What the exercise asks -
Please show every line below that contains the string "with", copying each such line in full. Case counts.

Provided data -
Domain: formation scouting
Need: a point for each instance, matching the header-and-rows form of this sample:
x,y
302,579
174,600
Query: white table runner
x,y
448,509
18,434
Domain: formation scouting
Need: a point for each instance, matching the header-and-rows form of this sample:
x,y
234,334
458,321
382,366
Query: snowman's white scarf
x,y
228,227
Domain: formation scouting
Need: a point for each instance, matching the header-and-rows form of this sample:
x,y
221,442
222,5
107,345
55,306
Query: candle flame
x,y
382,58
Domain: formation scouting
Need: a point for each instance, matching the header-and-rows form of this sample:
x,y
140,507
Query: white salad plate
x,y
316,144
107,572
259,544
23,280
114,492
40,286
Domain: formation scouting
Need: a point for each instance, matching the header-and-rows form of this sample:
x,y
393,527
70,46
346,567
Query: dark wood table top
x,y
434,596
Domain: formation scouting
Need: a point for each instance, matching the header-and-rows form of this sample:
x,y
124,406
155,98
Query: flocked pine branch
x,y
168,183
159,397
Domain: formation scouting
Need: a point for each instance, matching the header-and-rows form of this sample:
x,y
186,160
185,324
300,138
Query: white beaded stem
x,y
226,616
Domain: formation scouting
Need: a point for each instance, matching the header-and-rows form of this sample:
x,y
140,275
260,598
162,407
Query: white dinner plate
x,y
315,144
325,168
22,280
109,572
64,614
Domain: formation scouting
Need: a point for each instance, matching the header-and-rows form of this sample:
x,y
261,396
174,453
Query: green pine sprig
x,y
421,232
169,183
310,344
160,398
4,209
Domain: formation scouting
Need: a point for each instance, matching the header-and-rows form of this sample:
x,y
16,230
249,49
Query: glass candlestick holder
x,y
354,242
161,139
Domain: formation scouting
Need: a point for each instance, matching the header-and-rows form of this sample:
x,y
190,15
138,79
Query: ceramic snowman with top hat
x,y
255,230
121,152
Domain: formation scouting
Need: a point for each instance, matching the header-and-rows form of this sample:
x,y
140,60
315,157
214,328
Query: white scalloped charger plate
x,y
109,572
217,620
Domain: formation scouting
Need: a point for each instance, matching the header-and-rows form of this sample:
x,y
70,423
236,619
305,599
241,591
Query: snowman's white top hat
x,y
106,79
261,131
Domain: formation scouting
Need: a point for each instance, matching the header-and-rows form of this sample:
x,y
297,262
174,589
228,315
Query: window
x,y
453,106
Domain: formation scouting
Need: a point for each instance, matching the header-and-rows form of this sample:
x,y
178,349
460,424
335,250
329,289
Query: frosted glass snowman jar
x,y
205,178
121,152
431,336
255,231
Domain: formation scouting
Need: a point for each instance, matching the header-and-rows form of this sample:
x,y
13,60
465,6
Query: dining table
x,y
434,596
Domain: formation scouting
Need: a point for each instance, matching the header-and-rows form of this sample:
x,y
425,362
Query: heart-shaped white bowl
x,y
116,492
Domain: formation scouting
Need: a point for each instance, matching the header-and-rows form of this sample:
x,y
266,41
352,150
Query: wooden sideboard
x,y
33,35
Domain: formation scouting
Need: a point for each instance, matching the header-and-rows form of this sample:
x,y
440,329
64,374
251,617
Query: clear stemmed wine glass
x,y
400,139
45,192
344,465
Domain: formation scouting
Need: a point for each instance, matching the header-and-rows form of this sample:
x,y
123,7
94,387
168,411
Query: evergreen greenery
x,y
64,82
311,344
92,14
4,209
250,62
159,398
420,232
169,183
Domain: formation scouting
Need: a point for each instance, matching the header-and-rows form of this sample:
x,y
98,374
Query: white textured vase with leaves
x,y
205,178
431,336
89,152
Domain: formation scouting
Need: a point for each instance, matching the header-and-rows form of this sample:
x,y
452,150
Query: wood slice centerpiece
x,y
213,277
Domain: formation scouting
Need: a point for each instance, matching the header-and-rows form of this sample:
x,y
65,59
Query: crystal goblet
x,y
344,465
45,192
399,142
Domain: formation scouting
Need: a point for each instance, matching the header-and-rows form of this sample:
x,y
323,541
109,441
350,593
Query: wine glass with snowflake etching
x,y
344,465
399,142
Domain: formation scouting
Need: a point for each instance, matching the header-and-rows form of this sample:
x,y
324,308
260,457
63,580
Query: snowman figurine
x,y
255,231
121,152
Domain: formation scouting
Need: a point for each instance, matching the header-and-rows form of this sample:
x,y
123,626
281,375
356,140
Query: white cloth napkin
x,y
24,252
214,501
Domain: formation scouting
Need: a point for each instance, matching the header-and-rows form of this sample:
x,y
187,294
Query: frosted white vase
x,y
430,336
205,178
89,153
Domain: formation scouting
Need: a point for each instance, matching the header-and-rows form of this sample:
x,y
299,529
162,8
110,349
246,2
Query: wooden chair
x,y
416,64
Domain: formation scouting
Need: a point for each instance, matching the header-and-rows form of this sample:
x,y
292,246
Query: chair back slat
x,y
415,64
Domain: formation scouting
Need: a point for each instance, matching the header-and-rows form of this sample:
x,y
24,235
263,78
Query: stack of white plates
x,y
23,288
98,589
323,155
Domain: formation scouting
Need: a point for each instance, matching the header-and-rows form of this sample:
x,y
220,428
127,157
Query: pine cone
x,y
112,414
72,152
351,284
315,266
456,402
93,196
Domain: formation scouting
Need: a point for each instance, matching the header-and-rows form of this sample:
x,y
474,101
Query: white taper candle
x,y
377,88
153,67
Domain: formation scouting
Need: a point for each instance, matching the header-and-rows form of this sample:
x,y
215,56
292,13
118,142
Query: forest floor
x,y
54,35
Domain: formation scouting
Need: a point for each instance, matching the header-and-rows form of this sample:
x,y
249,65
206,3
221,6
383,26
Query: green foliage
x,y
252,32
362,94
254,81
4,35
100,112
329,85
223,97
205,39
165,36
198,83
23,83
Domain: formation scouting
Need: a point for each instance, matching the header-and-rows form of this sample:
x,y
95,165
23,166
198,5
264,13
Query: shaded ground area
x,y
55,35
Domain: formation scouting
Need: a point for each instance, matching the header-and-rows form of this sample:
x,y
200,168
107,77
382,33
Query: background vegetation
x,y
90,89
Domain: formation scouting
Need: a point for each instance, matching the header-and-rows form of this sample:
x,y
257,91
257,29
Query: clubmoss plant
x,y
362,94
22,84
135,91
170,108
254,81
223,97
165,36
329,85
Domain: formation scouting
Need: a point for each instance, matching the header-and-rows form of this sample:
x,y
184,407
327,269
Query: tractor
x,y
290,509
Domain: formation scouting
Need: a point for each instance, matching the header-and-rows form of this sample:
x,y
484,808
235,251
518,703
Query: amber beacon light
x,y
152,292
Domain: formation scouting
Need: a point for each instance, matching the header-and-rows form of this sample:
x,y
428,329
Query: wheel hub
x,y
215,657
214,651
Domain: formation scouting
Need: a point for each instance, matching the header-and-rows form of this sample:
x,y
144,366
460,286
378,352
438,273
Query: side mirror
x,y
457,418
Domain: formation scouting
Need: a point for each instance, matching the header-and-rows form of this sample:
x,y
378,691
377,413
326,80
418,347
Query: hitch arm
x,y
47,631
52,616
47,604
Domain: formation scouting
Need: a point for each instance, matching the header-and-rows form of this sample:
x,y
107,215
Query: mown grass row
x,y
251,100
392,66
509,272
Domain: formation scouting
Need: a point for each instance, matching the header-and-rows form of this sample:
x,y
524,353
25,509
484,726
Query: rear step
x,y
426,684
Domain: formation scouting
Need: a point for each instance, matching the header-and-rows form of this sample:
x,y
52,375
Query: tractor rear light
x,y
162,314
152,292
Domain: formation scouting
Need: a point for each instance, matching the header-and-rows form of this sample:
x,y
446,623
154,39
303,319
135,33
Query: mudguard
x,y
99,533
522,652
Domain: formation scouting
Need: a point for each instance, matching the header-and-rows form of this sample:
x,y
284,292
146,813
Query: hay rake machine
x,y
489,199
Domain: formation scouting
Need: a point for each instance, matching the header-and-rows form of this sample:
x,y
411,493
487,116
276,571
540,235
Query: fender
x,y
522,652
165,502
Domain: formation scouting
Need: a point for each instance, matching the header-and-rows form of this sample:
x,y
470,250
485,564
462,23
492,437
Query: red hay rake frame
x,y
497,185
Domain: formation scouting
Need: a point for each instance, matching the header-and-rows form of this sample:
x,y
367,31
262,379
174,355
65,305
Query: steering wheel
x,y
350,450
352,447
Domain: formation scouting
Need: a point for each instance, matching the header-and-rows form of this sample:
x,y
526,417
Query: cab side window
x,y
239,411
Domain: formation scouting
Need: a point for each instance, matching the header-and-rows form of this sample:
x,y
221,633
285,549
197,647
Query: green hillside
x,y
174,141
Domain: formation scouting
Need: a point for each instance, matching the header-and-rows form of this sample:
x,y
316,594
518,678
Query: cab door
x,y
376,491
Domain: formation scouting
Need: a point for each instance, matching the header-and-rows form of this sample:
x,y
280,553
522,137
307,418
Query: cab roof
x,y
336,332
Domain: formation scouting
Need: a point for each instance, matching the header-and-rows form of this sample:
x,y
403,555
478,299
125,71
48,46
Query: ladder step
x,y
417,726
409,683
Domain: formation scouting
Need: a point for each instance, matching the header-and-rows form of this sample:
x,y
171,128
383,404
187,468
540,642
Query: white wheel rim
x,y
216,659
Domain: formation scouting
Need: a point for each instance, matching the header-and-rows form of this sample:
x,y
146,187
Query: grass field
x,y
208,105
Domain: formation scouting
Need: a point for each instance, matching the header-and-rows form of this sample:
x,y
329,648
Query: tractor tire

Completed exercise -
Query: ceramic snowman with top hat
Query: white textured vase with leaves
Query: wine glass with snowflake etching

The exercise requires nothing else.